• [Task set]:
(a) Answer these questions about the Corpora-List message on spoken corpora permissions, one answer per line:
(i) What does the message say operates in many public spaces without asking anyone's permission beforehand?
(ii) In which country might these types of corpora be a thing of the past, according to one person?
(iii) When does the message suggest people's permission could be asked?
(b) Extend the Corpora-List message on spoken corpora permissions from the point where it stops.

** START OF Provided text **

[Corpora-List] Spoken corpora - permission issues

Ramesh Krishnamurthy R.Krishnamurthy at aston.ac.uk
Thu May 12 08:57:47 UTC 2005


Hi Jean

>Beyond legal aspects, there are also ethics 
>issues. Even if some countries allow this (which 
>I am not sure), do we want to record people 
>without their knowing (even on trivial matters) ?

But if people know beforehand that they are going 
to be recorded, might this not alter
what they say and their way of saying it?

Surely asking their permission afterwards - after 
they have listened to the recording, if they
are worried - should not be rejected as a possible ethically-sound policy?

After all, CCTV operates in many public spaces 
without asking anyone's permission beforehand....

Best
Ramesh

At 8:45 am +0200 12/5/05, Jean Veronis wrote:
>Cameron Smart a écrit :
>
>>participants aren't necessarily aware of the recording taking place. Several
>>people struck a very cautionary note, one even saying that, in the UK at
>>least, these types of corpora might be a thing of the past unless I went and
>>got explicit permission not only from the volunteer but every other person
>>who was recorded as well.

** END OF Provided text **
** START OF Provided data **

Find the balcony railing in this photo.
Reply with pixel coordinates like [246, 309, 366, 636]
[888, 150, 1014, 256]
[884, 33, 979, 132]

** END OF Provided data **

• [Exercise results]:
(a)
(i) CCTV
(ii) The UK
(iii) Afterwards, after they have listened to the recording, if they are worried

(b)
>>
>>
>The law may be different in different countries. 
>In France the situation is clear, you cannot 
>record, and worse yet re-distribute anybody's 
>voice and/or transcribed speech without explicit 
>authorisation, even if anonymity is guaranteed.
>
>Beyond legal aspects, there are also ethics 
>issues. Even if some countries allow this (which 
>I am not sure), do we want to record people 
>without their knowing (even on trivial matters) ?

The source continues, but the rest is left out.